▶ Dataset items:
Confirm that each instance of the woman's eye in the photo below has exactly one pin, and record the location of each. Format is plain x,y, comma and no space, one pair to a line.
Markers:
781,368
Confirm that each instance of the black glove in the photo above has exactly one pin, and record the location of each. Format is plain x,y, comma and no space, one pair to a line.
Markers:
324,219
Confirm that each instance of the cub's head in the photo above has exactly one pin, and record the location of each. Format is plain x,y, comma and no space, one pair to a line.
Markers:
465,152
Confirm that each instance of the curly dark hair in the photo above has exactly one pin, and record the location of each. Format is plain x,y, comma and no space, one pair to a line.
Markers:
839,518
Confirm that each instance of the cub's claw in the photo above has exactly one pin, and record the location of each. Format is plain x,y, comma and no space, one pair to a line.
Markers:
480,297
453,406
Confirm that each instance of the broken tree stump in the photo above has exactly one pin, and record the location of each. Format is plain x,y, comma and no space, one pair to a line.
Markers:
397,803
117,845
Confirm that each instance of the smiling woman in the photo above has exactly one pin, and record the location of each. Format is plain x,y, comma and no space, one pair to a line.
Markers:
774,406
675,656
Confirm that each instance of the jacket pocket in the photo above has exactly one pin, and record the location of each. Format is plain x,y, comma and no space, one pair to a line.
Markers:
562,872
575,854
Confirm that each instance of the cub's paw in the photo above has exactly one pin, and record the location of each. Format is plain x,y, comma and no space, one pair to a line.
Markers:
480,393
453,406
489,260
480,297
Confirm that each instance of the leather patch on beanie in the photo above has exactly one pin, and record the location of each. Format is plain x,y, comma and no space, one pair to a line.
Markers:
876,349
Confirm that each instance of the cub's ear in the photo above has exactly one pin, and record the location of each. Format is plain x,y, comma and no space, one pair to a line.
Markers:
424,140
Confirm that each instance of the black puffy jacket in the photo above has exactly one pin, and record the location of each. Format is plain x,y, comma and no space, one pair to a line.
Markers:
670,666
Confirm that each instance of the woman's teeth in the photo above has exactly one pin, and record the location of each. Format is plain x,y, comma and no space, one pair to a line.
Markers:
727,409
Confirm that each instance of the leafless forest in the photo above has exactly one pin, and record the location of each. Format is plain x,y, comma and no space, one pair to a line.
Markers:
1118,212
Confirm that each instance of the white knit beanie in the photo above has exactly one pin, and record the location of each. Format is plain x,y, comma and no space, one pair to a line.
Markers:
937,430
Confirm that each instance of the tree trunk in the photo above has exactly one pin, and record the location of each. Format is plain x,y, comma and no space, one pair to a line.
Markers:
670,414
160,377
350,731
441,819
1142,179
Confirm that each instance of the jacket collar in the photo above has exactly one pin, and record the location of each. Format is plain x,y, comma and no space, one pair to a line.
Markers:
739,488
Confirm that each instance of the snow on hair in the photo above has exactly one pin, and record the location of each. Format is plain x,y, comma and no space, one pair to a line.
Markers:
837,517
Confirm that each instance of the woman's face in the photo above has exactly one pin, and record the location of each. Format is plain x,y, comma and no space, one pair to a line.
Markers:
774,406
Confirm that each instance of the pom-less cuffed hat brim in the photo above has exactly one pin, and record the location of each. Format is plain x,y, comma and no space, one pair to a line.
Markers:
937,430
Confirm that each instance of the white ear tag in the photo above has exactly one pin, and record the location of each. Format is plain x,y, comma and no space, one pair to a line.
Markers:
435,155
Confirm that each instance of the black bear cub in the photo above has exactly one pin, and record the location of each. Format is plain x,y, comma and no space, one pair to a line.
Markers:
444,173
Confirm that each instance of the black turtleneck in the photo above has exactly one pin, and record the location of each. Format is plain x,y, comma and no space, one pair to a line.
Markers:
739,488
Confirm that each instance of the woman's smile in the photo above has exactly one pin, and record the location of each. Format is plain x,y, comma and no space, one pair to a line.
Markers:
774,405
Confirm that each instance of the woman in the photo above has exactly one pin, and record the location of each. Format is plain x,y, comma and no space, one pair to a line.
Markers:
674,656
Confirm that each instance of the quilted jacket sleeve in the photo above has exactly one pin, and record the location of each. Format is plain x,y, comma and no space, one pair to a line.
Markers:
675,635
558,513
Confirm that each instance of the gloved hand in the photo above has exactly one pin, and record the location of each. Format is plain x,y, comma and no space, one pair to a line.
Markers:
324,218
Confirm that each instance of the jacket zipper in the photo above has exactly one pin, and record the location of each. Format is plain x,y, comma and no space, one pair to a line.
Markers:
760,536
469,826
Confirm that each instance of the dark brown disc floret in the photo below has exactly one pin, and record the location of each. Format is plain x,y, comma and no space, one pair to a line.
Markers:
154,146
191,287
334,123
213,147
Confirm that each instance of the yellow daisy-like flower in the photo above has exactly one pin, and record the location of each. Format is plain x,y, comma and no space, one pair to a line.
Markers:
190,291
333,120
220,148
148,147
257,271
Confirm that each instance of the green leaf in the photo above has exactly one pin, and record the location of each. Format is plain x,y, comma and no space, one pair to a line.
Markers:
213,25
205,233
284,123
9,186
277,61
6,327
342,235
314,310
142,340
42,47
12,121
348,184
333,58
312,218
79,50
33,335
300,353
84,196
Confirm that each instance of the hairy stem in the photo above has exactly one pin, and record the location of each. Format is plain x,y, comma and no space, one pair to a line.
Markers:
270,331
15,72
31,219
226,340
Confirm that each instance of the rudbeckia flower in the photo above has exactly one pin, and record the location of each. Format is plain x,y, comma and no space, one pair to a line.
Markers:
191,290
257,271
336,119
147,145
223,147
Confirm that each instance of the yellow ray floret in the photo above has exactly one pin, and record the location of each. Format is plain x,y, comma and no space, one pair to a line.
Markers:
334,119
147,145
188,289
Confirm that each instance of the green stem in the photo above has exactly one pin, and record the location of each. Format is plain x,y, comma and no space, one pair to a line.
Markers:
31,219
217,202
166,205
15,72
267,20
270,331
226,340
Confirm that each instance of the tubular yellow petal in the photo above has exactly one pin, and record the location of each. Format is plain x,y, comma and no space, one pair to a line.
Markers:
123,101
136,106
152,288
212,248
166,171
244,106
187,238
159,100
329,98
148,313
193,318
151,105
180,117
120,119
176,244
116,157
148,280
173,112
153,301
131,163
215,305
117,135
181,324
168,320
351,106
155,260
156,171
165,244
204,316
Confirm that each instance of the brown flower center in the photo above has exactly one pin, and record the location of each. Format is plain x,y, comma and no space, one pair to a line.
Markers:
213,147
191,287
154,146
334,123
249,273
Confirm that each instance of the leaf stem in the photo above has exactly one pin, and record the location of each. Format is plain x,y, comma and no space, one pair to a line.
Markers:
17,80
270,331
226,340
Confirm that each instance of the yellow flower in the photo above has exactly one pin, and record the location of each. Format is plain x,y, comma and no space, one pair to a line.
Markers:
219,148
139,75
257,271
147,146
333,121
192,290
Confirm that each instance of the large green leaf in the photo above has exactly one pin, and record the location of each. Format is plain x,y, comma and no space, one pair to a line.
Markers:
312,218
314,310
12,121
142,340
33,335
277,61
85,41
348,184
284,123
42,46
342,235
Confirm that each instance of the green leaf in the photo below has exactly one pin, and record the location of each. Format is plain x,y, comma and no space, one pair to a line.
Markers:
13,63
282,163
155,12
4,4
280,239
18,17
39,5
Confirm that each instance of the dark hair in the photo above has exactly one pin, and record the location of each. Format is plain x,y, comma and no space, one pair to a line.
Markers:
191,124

▶ Job: Copy out the part that opens with the line containing "Confirm that each instance of the dark hair" and runs through the end of the records, keeping the requests. In this copy, multiply each coordinate in the answers by 1.8 and round to whole numbers, with halves rounded up.

▶ Reply:
Confirm that each instance of the dark hair in the photo above has exactly one pin, and record the location of each. Format is plain x,y, comma and no space, one pair to a line.
Markers:
344,223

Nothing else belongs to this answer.